* **Yapılacak Görev**
Aşağıdaki alıntıda "Danimarka'nın Kopenhag kentinde" ile başlayıp "olarak kutlanması kararlaştırılmıştır." ifadesine kadar süren bölümü hiçbir değişiklik yapmadan yineleyiniz.

Sergimizin açılışı görkemli geçti. Müzikleri ile bize eşlik eden Trabzon Güzel sanatlar Lisesi öğrencilerimize ve okul Müdürüm Sezgin Erkol’a, İl Kültür ve Turizm Müdürlüğümüze, teşekkür ederim. Açılışımıza gelen Trabzon CHP milletvekilimiz Av. Sibel Suiçmez ve Tüm katılımcılara teşekkür ederim.

Kadınların erkeklerle eşit haklara sahip olmak yolunda verdiği savaşın başlangıcı, 8

Mart 1857 yılında Amerika'nın New York kentinde tekstil sektöründe çalışan yüzlerce kadının düşük ücretlerini, uzun çalışma saatlerini ve insanlık dışı çalışma koşullarını protesto etmek için grevler yapması olarak kabul edilmektedir. Bu grevler sırasında çıkan yangında işçilerin fabrika önünde kurulan barikatlardan kaçamaması sonucunda çoğu kadın 129 işçi can vermiş, bu olaylardan 52 yıl sonra (1910),

Danimarka'nın Kopenhag kentinde düzenlenen II. Sosyalist Enternasyonal toplantısında Clara Zetkin’in önerisiyle, 1857’de başlayan, kadın haklarının kazanılması ve kadınların birlikteliği mücadelesinin her yıl “Kadın Günü” olarak kutlanması kararlaştırılmıştır.

* **Ham Veri**
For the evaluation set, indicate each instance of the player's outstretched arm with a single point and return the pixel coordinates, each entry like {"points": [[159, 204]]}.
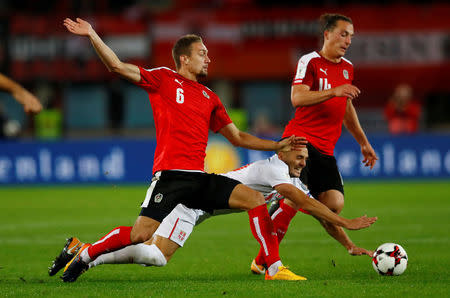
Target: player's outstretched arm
{"points": [[242, 139], [301, 95], [351, 122], [319, 210], [29, 102], [112, 62]]}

* **Beklenen Yanıt**
Danimarka'nın Kopenhag kentinde düzenlenen II. Sosyalist Enternasyonal toplantısında Clara Zetkin’in önerisiyle, 1857’de başlayan, kadın haklarının kazanılması ve kadınların birlikteliği mücadelesinin her yıl “Kadın Günü” olarak kutlanması kararlaştırılmıştır.